ASSIGNED TASK. Please print exactly the line containing "e.g. point(185, 334)" and every line after it to the end of the records below, and nothing more.

☆ ☆ ☆ ☆ ☆ ☆ ☆

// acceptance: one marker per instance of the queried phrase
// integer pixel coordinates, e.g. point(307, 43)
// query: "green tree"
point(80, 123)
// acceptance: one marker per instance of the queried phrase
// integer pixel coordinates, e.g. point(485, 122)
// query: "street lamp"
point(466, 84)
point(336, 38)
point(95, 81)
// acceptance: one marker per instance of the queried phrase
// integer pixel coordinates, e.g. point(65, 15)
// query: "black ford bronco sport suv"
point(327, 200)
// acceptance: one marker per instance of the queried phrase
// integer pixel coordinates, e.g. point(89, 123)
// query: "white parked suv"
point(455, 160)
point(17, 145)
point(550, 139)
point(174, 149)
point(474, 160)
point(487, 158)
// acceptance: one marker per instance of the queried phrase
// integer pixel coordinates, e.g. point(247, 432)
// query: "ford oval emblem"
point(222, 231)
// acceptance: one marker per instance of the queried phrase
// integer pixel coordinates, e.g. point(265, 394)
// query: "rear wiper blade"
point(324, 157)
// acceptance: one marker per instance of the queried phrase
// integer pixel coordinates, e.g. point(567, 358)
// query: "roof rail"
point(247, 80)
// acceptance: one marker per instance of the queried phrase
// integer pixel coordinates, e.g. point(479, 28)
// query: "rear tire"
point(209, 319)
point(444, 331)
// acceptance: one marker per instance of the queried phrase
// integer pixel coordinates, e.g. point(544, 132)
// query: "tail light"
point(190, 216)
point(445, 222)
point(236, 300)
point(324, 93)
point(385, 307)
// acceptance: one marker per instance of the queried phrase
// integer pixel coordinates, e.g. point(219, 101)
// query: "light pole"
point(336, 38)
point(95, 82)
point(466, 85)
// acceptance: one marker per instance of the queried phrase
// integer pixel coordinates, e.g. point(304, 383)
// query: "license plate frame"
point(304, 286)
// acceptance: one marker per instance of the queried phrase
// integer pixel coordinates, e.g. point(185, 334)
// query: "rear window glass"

☆ ☆ ☆ ☆ ☆ ☆ ☆

ANSWER TO THIS EXERCISE.
// integer pixel coordinates, e.g. point(185, 334)
// query: "rear window glass"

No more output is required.